- YOUR TASK
Locate every line in the records that contains the string "white" and copy each one. Case counts.

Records
┄┄┄┄┄┄
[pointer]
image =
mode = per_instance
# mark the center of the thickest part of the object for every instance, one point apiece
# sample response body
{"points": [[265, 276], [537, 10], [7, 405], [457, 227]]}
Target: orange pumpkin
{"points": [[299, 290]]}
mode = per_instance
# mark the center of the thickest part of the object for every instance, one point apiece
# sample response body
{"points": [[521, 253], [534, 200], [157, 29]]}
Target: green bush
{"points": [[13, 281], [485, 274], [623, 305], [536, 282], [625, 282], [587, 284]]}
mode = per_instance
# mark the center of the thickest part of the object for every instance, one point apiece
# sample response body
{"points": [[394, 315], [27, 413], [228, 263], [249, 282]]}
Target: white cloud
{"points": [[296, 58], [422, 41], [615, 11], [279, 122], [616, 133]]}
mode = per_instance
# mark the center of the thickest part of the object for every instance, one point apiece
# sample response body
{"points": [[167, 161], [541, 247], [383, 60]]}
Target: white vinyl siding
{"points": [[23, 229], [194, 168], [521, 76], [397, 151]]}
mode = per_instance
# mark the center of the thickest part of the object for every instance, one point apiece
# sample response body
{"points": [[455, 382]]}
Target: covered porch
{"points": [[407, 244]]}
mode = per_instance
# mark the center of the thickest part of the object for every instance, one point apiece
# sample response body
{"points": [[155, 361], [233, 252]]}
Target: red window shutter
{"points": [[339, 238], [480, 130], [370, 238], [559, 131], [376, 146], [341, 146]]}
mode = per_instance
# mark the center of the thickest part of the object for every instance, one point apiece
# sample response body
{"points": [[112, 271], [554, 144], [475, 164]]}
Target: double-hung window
┄┄┄┄┄┄
- RESPONSE TO THIS EXERCISE
Target: white cloud
Target: white vinyl siding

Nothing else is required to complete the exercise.